SUPPLIED RECORDS
◇ ◇ ◇ ◇ ◇

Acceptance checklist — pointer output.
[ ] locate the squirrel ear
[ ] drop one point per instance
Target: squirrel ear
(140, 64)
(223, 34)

◇ ◇ ◇ ◇ ◇

DESCRIPTION OF THE TASK
Copy out all the entries exactly once more.

PROBLEM SOLUTION
Acceptance checklist — pointer output.
[ ] locate the squirrel ear
[ ] drop one point per instance
Target: squirrel ear
(140, 64)
(223, 34)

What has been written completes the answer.